■ Passage provided:
Along with the actual data being transported to the DR site, the SQL Services must also be started at the DR site. When the DR site is required, the SQL node at the DR site will need to be manually failed over. This will start the SQL services, and bring the database online. The manual failover can be included in the Promote DR Utility (see below).
DR Data Replication
While it is possible to configure the cluster so the SQL node at the DR site will failover automatically, there is additional hardware required (witness) and also the risk that the DR node fails over unexpectedly. For these reasons this solution is not normally implemented.
SQL Log Shipping
If an async Availability Group is not possible, the data can be transferred to the offsite location using SQL log shipping. Log shipping transfers database changes in regular intervals, so there will be some data lost (between one and two intervals worth of data).
Log Shipping is compatible with both SQL Server's Basic Availability Groups and Always On Failover Clustering, as well as non-clustered primary sites.
With Log Shipping the SQL database at the DR site is normally in a state where is can't be accessed and needs to be brought online when failing over to the DR site. This step can be included in the Promote DR Utility (see below).
SQL Database Mirroring
Database mirroring could also be used to create a replicated database at the DR site, with the following restrictions,
- Microsoft has marked Database Mirroring for deprecation, so this should be considered before investing in this solution.
- Also only one duplicate can be made using SQL Mirroring. If Mirroring is already setup to make a backup copy at the primary location, it can't be used to make a duplicate at the DR site.
When configuring SQL mirroring it must be setup in asynchronous mode to work reliably to the remote DR site. With Mirroring, the SQL database at the DR site is normally in a state where is can't be accessed and needs to be brought online when failing over to the DR site. This step can be included in the Promote DR Utility (see below).
Remote Intrastructure
When failover to the DR location is required, a server running the Patriot Data and Task service will be required at the offsite location.

■ Data:
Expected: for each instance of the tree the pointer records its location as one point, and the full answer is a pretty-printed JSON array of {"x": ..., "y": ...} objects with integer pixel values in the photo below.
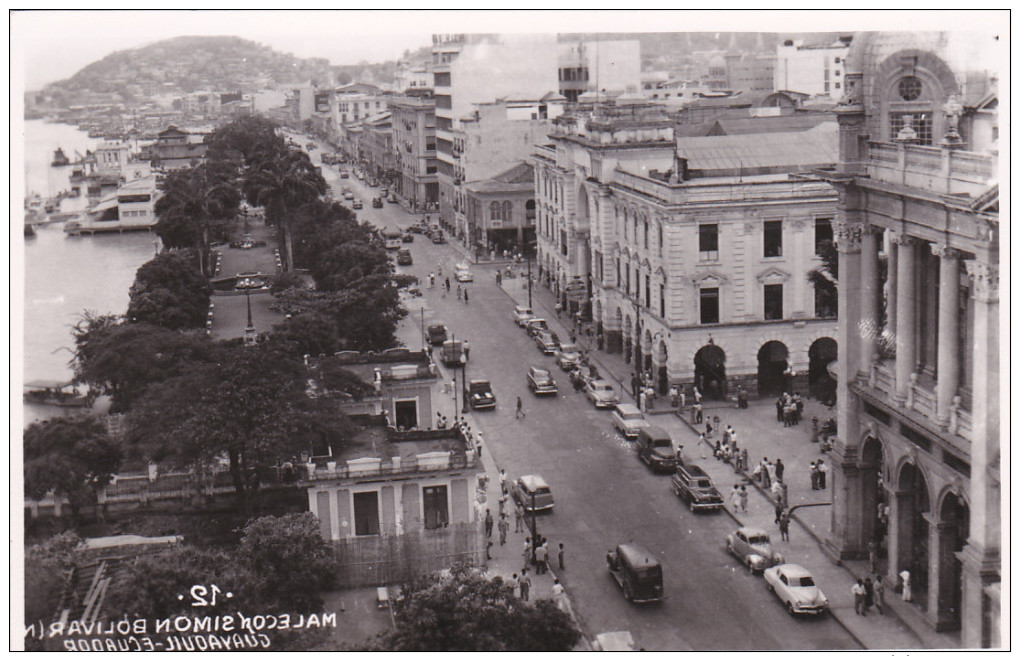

■ Tasks to complete:
(A) Answer from the DR passage:
(i) What additional hardware is needed to make the SQL node at the DR site fail over automatically?
(ii) How much data may be lost with SQL log shipping?
(iii) In what mode must SQL mirroring be set up to work reliably to the remote DR site?
(B) Copy the DR passage word for word from "Log Shipping is" up to and including "non-clustered primary sites.".
The lines above are separate material, not part of the DR passage.

■ Response list:
(A)
(i) A witness.
(ii) Between one and two intervals worth of data.
(iii) Asynchronous mode.

(B)
Log Shipping is compatible with both SQL Server's Basic Availability Groups and Always On Failover Clustering, as well as non-clustered primary sites.